本文
────────

国家公務員の配置転換等の全体計画の実施に関わる申入れ


 貴職におかれましては、常日頃から公務員の雇用確保に向け、奮闘されていることに敬意を表します。
 さて、政府は6月30日、5.7%以上の国の行政機関の定員純減方針と国家公務員の配置転換、採用抑制等に関する全体計画を閣議決定しました。また、同日、第1回目の国家公務員雇用調整本部が開かれ、運用方針や平成19年度の実施計画等を決定しました。
 このことにより、国家公務員の雇用調整は、計画の段階からいよいよ実施の段階に入ることになります。これまでも再三指摘してきたように、国家公務員の雇用責任は使用者たる政府にあります。配置転換等に当たっては、本人の希望を最優先に、理解と納得のもとで行われるよう最大限の努力を尽くす責務があります。
 ついては、発足した雇用調整本部が公務員の雇用確保に向けて万全の機能を発揮するよう、下記事項を申し入れますので、その実現に向け最大限の努力を払われるよう要請します。




1.実施計画の具体化に当たっては、本人の希望を最優先し、理解と納得に基づいて配置転換等が行われるよう最大限努力すること。

2.国家公務員雇用調整本部と公務労協、地方推進協議会と該当地方組織との交渉・協議関係を確立し、施策の内容について合意すること。

────────

データ抜粋

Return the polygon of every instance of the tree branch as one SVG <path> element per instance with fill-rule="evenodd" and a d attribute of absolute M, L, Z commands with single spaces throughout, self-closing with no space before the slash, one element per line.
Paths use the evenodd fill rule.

────────

実施課題
**A.** 本文によると、政府が定員純減方針と全体計画を閣議決定したのは何月何日ですか？
**B.** 本文の「さて、政府は6月30日、5.」から「努力を尽くす責務があります。」までの部分を、一字も変えずに書き出してください。
各行は本文とは別個の資料です。

想定解答
**A.** 6月30日です。

**B.**
さて、政府は6月30日、5.7%以上の国の行政機関の定員純減方針と国家公務員の配置転換、採用抑制等に関する全体計画を閣議決定しました。また、同日、第1回目の国家公務員雇用調整本部が開かれ、運用方針や平成19年度の実施計画等を決定しました。
 このことにより、国家公務員の雇用調整は、計画の段階からいよいよ実施の段階に入ることになります。これまでも再三指摘してきたように、国家公務員の雇用責任は使用者たる政府にあります。配置転換等に当たっては、本人の希望を最優先に、理解と納得のもとで行われるよう最大限の努力を尽くす責務があります。